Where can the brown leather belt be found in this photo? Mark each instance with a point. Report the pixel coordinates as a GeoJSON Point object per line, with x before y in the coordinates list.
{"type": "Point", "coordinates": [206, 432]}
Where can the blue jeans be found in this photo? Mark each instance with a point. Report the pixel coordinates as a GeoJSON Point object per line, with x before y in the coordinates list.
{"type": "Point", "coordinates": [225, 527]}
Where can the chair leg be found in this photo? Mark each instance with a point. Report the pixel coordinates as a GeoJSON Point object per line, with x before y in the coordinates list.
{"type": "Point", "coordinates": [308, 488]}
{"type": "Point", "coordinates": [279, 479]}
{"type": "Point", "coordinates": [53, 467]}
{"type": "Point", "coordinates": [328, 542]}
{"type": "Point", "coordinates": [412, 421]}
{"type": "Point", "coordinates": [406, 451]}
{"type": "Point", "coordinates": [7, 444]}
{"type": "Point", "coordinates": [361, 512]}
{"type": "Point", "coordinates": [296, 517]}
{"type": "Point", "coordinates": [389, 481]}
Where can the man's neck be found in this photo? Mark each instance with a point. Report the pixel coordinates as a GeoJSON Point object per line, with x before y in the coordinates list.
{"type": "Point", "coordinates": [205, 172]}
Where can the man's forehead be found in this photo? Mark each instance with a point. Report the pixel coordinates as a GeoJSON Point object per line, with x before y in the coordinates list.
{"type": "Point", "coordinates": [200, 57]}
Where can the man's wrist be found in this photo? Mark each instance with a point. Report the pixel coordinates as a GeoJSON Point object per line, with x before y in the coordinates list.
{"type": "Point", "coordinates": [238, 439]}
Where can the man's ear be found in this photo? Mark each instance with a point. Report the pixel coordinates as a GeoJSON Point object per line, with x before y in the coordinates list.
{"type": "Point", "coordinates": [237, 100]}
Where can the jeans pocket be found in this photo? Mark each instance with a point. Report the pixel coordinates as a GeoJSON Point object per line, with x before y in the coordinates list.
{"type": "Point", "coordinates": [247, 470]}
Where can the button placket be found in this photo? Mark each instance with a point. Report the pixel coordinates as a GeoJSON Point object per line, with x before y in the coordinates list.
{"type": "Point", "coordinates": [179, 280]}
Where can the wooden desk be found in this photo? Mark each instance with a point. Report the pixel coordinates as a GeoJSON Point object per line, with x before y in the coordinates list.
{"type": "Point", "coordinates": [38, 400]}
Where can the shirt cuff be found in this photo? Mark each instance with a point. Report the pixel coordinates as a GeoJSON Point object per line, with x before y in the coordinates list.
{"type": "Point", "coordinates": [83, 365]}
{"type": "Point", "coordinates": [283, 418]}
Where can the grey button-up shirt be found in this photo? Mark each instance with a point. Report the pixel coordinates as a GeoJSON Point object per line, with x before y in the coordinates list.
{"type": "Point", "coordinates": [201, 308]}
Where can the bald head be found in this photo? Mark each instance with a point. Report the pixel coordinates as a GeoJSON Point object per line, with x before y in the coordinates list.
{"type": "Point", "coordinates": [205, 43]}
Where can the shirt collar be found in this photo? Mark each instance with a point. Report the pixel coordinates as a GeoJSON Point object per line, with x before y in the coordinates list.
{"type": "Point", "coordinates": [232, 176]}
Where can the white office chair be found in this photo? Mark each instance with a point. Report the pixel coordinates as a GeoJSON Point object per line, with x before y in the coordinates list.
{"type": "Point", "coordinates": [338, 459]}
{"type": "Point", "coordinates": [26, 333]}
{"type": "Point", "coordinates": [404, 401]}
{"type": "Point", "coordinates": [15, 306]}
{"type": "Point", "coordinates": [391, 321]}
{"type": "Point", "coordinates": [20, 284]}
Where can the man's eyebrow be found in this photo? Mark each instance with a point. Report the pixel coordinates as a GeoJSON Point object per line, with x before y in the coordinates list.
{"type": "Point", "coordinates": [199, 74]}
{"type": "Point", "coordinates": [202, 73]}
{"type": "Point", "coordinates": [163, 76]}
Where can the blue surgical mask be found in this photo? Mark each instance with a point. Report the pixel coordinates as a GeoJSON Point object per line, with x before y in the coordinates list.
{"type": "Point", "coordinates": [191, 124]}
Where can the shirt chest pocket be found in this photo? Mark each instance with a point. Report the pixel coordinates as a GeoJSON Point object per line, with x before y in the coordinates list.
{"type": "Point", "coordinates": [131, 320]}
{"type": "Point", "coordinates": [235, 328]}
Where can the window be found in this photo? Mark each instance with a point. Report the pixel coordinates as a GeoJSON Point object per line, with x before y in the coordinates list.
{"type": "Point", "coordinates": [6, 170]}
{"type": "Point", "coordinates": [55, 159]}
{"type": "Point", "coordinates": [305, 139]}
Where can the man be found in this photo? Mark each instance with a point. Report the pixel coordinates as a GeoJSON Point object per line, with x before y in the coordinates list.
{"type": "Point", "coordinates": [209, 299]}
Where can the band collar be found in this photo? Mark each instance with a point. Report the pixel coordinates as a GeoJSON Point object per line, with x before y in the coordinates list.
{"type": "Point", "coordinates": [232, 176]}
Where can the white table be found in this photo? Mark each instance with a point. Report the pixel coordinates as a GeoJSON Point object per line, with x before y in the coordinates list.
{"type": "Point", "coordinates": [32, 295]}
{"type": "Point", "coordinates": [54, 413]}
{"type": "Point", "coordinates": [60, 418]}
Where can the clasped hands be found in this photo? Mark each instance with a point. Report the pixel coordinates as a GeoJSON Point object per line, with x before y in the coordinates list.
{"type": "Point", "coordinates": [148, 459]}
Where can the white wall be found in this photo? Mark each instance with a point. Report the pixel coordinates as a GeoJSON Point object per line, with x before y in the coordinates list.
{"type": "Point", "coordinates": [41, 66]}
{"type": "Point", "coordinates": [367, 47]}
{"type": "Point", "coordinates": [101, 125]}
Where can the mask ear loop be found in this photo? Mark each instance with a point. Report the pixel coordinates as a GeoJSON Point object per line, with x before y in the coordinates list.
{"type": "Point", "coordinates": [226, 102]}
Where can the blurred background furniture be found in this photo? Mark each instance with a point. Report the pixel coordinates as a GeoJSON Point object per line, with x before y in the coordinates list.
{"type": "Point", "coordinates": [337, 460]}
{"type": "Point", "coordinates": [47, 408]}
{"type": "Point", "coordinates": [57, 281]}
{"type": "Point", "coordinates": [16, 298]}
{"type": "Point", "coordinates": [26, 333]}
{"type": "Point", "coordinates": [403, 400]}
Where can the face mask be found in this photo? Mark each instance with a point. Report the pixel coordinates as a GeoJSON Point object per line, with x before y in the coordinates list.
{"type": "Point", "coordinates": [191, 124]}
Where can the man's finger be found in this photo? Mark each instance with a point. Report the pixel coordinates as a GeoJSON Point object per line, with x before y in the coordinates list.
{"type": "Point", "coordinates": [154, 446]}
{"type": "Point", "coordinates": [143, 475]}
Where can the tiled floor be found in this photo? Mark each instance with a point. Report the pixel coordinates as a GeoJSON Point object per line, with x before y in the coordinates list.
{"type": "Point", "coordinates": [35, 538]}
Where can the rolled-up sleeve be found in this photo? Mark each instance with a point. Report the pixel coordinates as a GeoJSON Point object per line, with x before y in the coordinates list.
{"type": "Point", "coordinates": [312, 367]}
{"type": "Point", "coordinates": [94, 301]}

• _AIM_
Copy all the records above precisely.

• _EXPECTED ANSWER_
Where can the brown leather belt be found in this photo? Mark each instance with a point. Report the pixel coordinates as a GeoJSON Point object per line, with x before y in the coordinates list.
{"type": "Point", "coordinates": [206, 432]}
Where can the blue jeans be found in this photo? Mark each instance with a point. Report the pixel coordinates as a GeoJSON Point object per line, with x before y in the coordinates list.
{"type": "Point", "coordinates": [225, 527]}
Where can the chair leg be found in this photo? Mark each instance with a point. Report the pixel coordinates as a GeoJSON Point object per line, with x before y in the coordinates list.
{"type": "Point", "coordinates": [308, 488]}
{"type": "Point", "coordinates": [279, 479]}
{"type": "Point", "coordinates": [53, 467]}
{"type": "Point", "coordinates": [328, 542]}
{"type": "Point", "coordinates": [412, 421]}
{"type": "Point", "coordinates": [406, 451]}
{"type": "Point", "coordinates": [7, 444]}
{"type": "Point", "coordinates": [361, 512]}
{"type": "Point", "coordinates": [296, 517]}
{"type": "Point", "coordinates": [389, 481]}
Where can the man's neck be found in this photo? Mark each instance with a point. Report the pixel coordinates as a GeoJSON Point object per line, with x before y in the coordinates list.
{"type": "Point", "coordinates": [205, 172]}
Where can the man's forehead be found in this photo? Mark each instance with a point. Report the pixel coordinates as a GeoJSON Point object per line, with x before y in the coordinates list.
{"type": "Point", "coordinates": [200, 57]}
Where can the man's wrist be found in this photo? Mark each instance with a point. Report the pixel coordinates as a GeoJSON Point object per line, with x before y in the coordinates list.
{"type": "Point", "coordinates": [238, 439]}
Where can the man's ear be found in this photo? Mark each instance with a point. Report the pixel coordinates as a GeoJSON Point object per line, with x before y in the coordinates list.
{"type": "Point", "coordinates": [237, 100]}
Where can the jeans pocket be found in this photo? Mark each instance with a point. Report the pixel coordinates as a GeoJSON Point object per line, with x before y in the coordinates list.
{"type": "Point", "coordinates": [247, 470]}
Where can the button placket be found in this photo? Mark each instance with a point. Report the pixel coordinates as a GeoJSON Point object per line, with x before y in the coordinates list.
{"type": "Point", "coordinates": [179, 280]}
Where can the wooden desk be found in this photo? Mark each instance with a point. Report the pixel coordinates as a GeoJSON Point object per line, with x before y in the coordinates list.
{"type": "Point", "coordinates": [38, 400]}
Where can the shirt cuff be found in this photo? Mark each instance with a point. Report the pixel coordinates as a GeoJSON Point object per line, with x before y in the coordinates list.
{"type": "Point", "coordinates": [83, 365]}
{"type": "Point", "coordinates": [283, 418]}
Where can the grey button-up shirt be found in this photo? Mark each instance with a point. Report the pixel coordinates as a GeoJSON Point object per line, with x before y in the coordinates list.
{"type": "Point", "coordinates": [201, 308]}
Where can the bald head be found in this photo? Mark each instance with a point. Report the pixel coordinates as a GeoJSON Point object per line, with x before y in the coordinates list.
{"type": "Point", "coordinates": [205, 43]}
Where can the shirt collar be found in this photo? Mark each instance with a point. Report the pixel coordinates as a GeoJSON Point object per line, with x before y in the coordinates list.
{"type": "Point", "coordinates": [232, 176]}
Where can the white office chair be found in this photo? Mark each instance with a point. Report the pixel coordinates as a GeoJSON Point object per line, with x before y in the coordinates list.
{"type": "Point", "coordinates": [338, 459]}
{"type": "Point", "coordinates": [26, 333]}
{"type": "Point", "coordinates": [404, 401]}
{"type": "Point", "coordinates": [15, 306]}
{"type": "Point", "coordinates": [391, 321]}
{"type": "Point", "coordinates": [20, 284]}
Where can the man's eyebrow be found in this photo? Mark each instance with a point. Report the pixel coordinates as a GeoJSON Point object per line, with x before y in the coordinates list.
{"type": "Point", "coordinates": [199, 74]}
{"type": "Point", "coordinates": [202, 73]}
{"type": "Point", "coordinates": [163, 76]}
Where can the blue surgical mask be found in this photo? Mark each instance with a point. Report the pixel coordinates as a GeoJSON Point object per line, with x before y in the coordinates list.
{"type": "Point", "coordinates": [191, 124]}
Where can the shirt chest pocket be found in this photo? Mark each instance with a point. Report the pixel coordinates as a GeoJSON Point object per line, with x before y in the coordinates list.
{"type": "Point", "coordinates": [131, 320]}
{"type": "Point", "coordinates": [235, 328]}
Where can the window be found in this photo? Mark each instance with a point. Report the pixel coordinates as a GeoJSON Point object per line, with x before y in the coordinates list.
{"type": "Point", "coordinates": [6, 170]}
{"type": "Point", "coordinates": [55, 159]}
{"type": "Point", "coordinates": [305, 139]}
Where can the man be found in this photo? Mark each instance with a point. Report the pixel coordinates as a GeoJSON Point object per line, with x before y in the coordinates list.
{"type": "Point", "coordinates": [209, 299]}
Where can the band collar be found in this photo? Mark each instance with a point. Report the pixel coordinates as a GeoJSON Point object per line, with x before y in the coordinates list.
{"type": "Point", "coordinates": [232, 176]}
Where can the white table be found in this photo? Mark each instance with a point. Report the pixel coordinates as a GeoJSON Point object per line, with x before y in the coordinates list.
{"type": "Point", "coordinates": [32, 295]}
{"type": "Point", "coordinates": [54, 413]}
{"type": "Point", "coordinates": [60, 418]}
Where can the clasped hands be found in this photo? Mark each instance with a point. Report the pixel coordinates as a GeoJSON Point object per line, with x before y in the coordinates list.
{"type": "Point", "coordinates": [148, 459]}
Where can the white wall be found in this photo? Mark each instance with a point. Report the pixel coordinates as a GeoJSON Point object per line, with x before y in the coordinates list.
{"type": "Point", "coordinates": [41, 66]}
{"type": "Point", "coordinates": [367, 47]}
{"type": "Point", "coordinates": [101, 125]}
Where can the mask ear loop be found in this photo? Mark each instance with a point. Report the pixel coordinates as a GeoJSON Point object per line, with x before y in the coordinates list.
{"type": "Point", "coordinates": [226, 102]}
Where can the blurred background furniture be found in this photo? Mark each instance with a point. Report the pixel coordinates as a GeoJSON Point object per line, with x before y in the coordinates list.
{"type": "Point", "coordinates": [337, 460]}
{"type": "Point", "coordinates": [47, 408]}
{"type": "Point", "coordinates": [57, 281]}
{"type": "Point", "coordinates": [16, 298]}
{"type": "Point", "coordinates": [26, 333]}
{"type": "Point", "coordinates": [403, 400]}
Where can the face mask be found in this photo? Mark each instance with a point. Report the pixel coordinates as a GeoJSON Point object per line, with x before y in the coordinates list.
{"type": "Point", "coordinates": [191, 124]}
Where can the man's finger be found in this photo? Mark each instance with a point. Report the pixel coordinates as a GeoJSON Point object per line, with x before y in the coordinates list.
{"type": "Point", "coordinates": [154, 446]}
{"type": "Point", "coordinates": [143, 475]}
Where can the tiled floor be found in this photo? Mark each instance with a point. Report the pixel coordinates as a GeoJSON Point object per line, with x before y in the coordinates list.
{"type": "Point", "coordinates": [35, 538]}
Where can the rolled-up sleeve be found in this photo? Mark each instance with a point. Report the pixel coordinates as a GeoJSON Point object per line, with x before y in the coordinates list.
{"type": "Point", "coordinates": [312, 367]}
{"type": "Point", "coordinates": [94, 301]}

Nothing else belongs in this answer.